# Synchro Bento iPad et iPhone, sans Mac



## sf1989 (22 Août 2010)

Hello,
Ma question tient en fait dans le titre. Peut-on synchroniser Bento entre un iPad et un iPhone sans passer par son Mac ?
Merci !


----------



## Jellybass (23 Août 2010)

sf1989 a dit:


> Hello,
> Ma question tient en fait dans le titre. Peut-on synchroniser Bento entre un iPad et un iPhone sans passer par son Mac ?
> Merci !



Je me suis posé la même question et il me semble bien que la réponse est non.


----------



## Gwen (23 Août 2010)

En effet, c'est non. De tout de façon, les critiques sur Bento sont catastrophique donc cela en m'étonne pas. Je l'ai moi-même laissé tombé tellement cela posait problème et était inergonomique. J'y reviendrais peut-être plus tard.


----------



## sf1989 (23 Août 2010)

Merci de vos réponses 
Pour ce qui est de l'ergornomie, Bento est très bien taillé pour mes usages en tout cas. Après je peux comprendre que ça n'aille pas à tout le monde, mais personnellement il me rend de grands services.
Je n'utilise par contre quasiment jamais la version Mac, c'est pour cela que je voulais synchro iPad et iPhone ensemble...


----------



## Le docteur (23 Août 2010)

Le seul défaut de Bento sur iPad, c'est  l'absence de liaison avec iCal.

* _Relevés de pointage_:
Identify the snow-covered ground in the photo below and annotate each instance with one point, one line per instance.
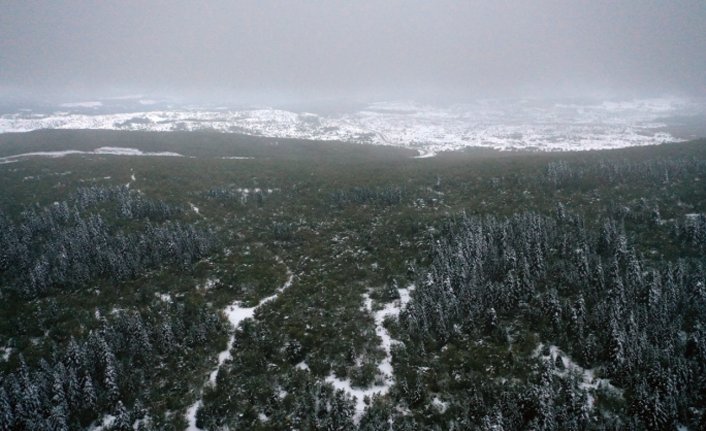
(498, 124)
(590, 383)
(235, 314)
(102, 151)
(385, 370)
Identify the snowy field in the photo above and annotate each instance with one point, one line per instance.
(497, 124)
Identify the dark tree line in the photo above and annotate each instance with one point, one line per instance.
(562, 173)
(385, 196)
(113, 370)
(585, 289)
(64, 245)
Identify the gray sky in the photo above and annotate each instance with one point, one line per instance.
(266, 51)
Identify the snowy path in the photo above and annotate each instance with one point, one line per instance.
(385, 366)
(235, 314)
(589, 384)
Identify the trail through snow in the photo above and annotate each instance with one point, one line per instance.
(385, 366)
(590, 383)
(236, 314)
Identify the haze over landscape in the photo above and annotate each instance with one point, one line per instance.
(352, 215)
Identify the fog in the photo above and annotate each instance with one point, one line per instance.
(277, 52)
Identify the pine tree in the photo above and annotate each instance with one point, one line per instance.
(7, 418)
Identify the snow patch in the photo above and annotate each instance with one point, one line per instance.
(235, 314)
(105, 423)
(498, 124)
(103, 151)
(590, 383)
(5, 353)
(385, 369)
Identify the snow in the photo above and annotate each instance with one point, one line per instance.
(440, 405)
(104, 151)
(5, 353)
(164, 297)
(191, 416)
(105, 423)
(497, 124)
(590, 384)
(235, 313)
(385, 369)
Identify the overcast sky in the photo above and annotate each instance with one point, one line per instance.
(266, 51)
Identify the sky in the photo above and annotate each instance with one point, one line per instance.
(269, 52)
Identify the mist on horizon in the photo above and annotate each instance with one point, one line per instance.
(294, 52)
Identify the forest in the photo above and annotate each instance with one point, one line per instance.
(473, 290)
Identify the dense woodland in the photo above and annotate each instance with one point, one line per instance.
(546, 291)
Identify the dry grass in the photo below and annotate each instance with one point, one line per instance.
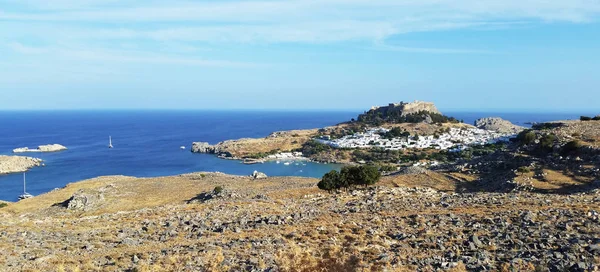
(433, 180)
(286, 141)
(129, 193)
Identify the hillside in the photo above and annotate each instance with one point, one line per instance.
(286, 224)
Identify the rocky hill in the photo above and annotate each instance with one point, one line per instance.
(413, 112)
(183, 223)
(16, 164)
(404, 108)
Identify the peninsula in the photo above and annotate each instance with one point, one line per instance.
(402, 127)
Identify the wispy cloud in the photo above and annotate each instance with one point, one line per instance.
(124, 56)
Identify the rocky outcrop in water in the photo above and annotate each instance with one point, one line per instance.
(497, 124)
(259, 175)
(17, 164)
(41, 148)
(204, 147)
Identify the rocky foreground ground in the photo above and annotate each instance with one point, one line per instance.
(286, 224)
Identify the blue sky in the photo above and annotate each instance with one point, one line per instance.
(511, 55)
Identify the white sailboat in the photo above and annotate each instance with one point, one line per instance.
(25, 194)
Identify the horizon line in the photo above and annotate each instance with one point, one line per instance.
(450, 110)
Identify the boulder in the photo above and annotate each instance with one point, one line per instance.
(84, 201)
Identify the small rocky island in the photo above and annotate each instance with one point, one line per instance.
(17, 164)
(41, 148)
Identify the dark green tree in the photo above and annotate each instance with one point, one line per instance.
(330, 181)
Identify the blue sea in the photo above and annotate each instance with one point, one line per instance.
(147, 143)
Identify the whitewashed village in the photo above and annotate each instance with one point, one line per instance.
(454, 140)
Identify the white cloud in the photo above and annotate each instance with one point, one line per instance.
(123, 56)
(293, 21)
(24, 49)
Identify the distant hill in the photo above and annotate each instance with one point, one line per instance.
(412, 112)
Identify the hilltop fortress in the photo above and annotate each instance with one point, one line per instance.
(412, 112)
(404, 108)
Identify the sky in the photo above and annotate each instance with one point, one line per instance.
(471, 55)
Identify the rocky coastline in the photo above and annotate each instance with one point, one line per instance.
(17, 164)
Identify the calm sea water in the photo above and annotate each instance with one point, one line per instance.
(147, 143)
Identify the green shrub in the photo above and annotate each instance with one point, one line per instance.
(387, 168)
(350, 176)
(547, 141)
(526, 137)
(330, 181)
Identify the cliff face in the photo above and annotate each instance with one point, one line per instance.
(413, 112)
(404, 109)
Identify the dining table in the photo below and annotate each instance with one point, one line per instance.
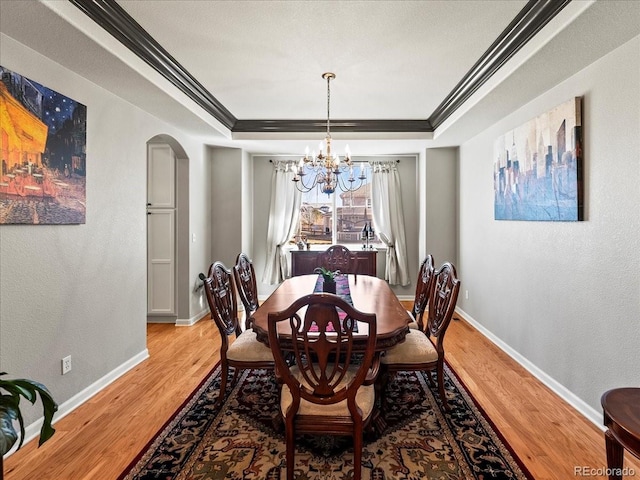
(366, 293)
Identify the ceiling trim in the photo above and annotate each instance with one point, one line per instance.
(529, 21)
(304, 126)
(115, 20)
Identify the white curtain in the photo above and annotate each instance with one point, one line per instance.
(388, 220)
(283, 221)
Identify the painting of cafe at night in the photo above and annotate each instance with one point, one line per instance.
(43, 149)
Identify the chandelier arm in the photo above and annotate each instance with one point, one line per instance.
(347, 186)
(303, 187)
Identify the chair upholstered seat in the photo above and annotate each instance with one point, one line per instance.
(247, 348)
(325, 389)
(245, 351)
(413, 324)
(365, 399)
(416, 348)
(423, 348)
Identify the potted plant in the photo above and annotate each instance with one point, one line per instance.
(10, 393)
(328, 278)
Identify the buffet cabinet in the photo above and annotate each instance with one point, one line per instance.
(304, 262)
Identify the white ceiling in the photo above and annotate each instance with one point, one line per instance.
(263, 60)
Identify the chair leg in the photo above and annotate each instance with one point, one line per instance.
(443, 396)
(430, 379)
(291, 450)
(357, 452)
(380, 386)
(234, 379)
(223, 380)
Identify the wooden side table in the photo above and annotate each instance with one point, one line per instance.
(621, 408)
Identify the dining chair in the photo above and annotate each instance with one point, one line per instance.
(421, 299)
(424, 349)
(245, 351)
(245, 277)
(326, 389)
(338, 257)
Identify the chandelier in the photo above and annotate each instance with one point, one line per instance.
(325, 170)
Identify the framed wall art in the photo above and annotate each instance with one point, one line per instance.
(43, 141)
(537, 171)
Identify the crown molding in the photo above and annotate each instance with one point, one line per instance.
(529, 21)
(304, 126)
(115, 20)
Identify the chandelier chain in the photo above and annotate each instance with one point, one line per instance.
(328, 104)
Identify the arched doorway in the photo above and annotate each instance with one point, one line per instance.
(167, 230)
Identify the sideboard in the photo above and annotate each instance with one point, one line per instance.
(304, 262)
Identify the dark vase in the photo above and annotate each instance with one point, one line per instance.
(329, 286)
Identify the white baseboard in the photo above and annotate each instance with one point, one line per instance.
(33, 430)
(563, 392)
(187, 322)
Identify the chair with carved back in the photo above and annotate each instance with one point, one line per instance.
(245, 278)
(326, 390)
(423, 350)
(421, 299)
(245, 351)
(338, 257)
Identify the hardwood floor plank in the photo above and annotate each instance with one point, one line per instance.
(100, 438)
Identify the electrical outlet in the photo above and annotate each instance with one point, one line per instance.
(66, 364)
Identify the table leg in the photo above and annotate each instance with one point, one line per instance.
(615, 456)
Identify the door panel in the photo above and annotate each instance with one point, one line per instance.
(161, 174)
(161, 261)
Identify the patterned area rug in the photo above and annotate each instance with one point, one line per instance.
(244, 439)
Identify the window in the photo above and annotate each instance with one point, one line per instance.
(318, 225)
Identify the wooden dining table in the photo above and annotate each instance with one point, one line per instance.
(368, 294)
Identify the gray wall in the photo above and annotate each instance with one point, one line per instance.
(80, 290)
(226, 204)
(565, 297)
(441, 219)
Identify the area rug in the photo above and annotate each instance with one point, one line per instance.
(244, 438)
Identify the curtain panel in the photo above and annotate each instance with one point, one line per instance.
(388, 220)
(284, 213)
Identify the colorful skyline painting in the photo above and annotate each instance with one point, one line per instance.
(537, 173)
(43, 154)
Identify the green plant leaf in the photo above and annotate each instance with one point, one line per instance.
(10, 409)
(9, 412)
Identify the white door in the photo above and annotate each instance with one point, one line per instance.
(161, 262)
(161, 231)
(161, 177)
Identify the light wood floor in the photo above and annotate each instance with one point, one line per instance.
(99, 439)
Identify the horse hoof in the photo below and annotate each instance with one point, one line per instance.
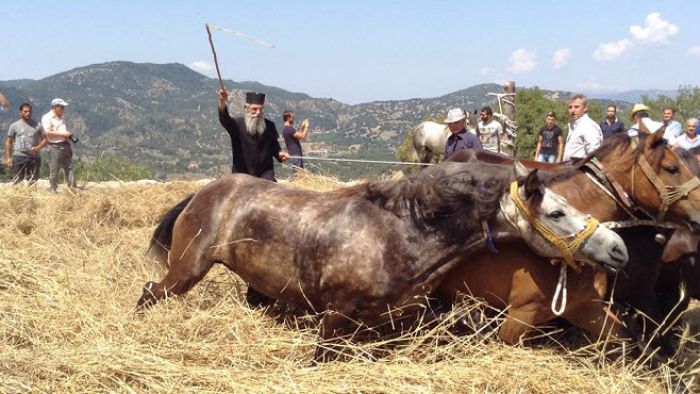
(257, 299)
(147, 297)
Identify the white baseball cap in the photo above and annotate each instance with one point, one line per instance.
(58, 101)
(454, 115)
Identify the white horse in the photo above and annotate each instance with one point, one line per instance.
(429, 139)
(4, 103)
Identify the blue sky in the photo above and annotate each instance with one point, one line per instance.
(363, 51)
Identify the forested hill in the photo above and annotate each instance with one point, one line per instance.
(164, 115)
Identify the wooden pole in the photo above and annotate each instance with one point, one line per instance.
(216, 61)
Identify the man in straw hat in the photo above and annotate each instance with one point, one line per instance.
(584, 135)
(60, 152)
(253, 138)
(460, 138)
(673, 127)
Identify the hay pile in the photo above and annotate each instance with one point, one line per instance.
(71, 269)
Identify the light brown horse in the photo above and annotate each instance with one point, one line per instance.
(525, 283)
(356, 253)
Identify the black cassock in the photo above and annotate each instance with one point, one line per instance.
(252, 155)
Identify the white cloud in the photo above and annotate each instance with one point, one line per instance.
(611, 50)
(201, 66)
(487, 71)
(522, 60)
(561, 57)
(655, 29)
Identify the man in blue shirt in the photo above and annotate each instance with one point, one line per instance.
(460, 138)
(611, 126)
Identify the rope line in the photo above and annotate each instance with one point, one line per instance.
(359, 160)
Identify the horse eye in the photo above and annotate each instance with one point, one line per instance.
(672, 169)
(555, 214)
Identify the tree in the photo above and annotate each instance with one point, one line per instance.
(686, 104)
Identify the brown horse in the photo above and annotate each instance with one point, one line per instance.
(525, 283)
(356, 253)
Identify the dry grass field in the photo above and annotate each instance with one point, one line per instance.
(71, 269)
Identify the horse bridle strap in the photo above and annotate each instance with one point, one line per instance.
(667, 193)
(567, 247)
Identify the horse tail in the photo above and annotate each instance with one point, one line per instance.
(163, 234)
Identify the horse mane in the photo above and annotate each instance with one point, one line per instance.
(688, 157)
(444, 196)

* _Travail demandé_:
1. Recopiez le passage du fil de discussion sur Bento qui débute aux mots "## Gwen (23" et se termine après "sf1989 (23 Août 2010)".
2. Reprenez le fil de discussion sur Bento là où il s'arrête et poursuivez-le.
Le listing ci-dessus est un matériau indépendant du fil de discussion.

* _Réponses par consigne_:
1.
## Gwen (23 Août 2010)

En effet, c'est non. De tout de façon, les critiques sur Bento sont catastrophique donc cela en m'étonne pas. Je l'ai moi-même laissé tombé tellement cela posait problème et était inergonomique. J'y reviendrais peut-être plus tard.


----------



## sf1989 (23 Août 2010)

2.
----------



## Gwen (4 Septembre 2010)

Un autre gros défaut est la corruption de données. 

Hier, j'ai créé une base pour mes comics et lorsque j'ai fait une modification du champ nom sur le iPad, il m'a carrément fait un champ vide sur le Mac. Heureusement que je m'en suis rendu compte et que j'ai pu retrouvé le nom en question, mais franchement je ne m'en serais pas aperçu immédiatement, j'aurais eu un gros trou dans la base.

La confiance est un des critères primordiaux d'un logiciel de type base de données.

Et puis, la présentation entre le Mac et l'iPad est tellement différente que c'est difficile de s'y retrouver, quand on crée un champ sur iPad, il n'est pas automatiquement affiché sur le Mac alors qu'il existe bien.


----------



## Jellybass (4 Septembre 2010)

C'est bon à savoir.

Pour l'instant, j'avoue ne pas avoir trouvé beaucoup d'intérêt à la version iPad de Bento. Trop lente, trop limitée et trop différente de la version Mac.


----------



## Gwen (7 Septembre 2010)

Pareille. J&#8217;ai soigneusement classé mes collections sur l'iPad et lors de la synchro sur le Mac. Hop, tout était remis dans l'ordre de création.

Pire, de retour sur le iPad, c'est cet ordre qui a été pris en compte. Il a fallu tout reclasser.

Conclusion, ne pas trop faire de classement sur un iPad, cela ne sert à rien


----------



## PHILTI (18 Novembre 2010)

Bonjour,

Je crois comprendre qu'il ne sert à rien de chercher à synchroniser les données entre Bento Mac et Bento iOS. En tous les cas, pas en ascendant.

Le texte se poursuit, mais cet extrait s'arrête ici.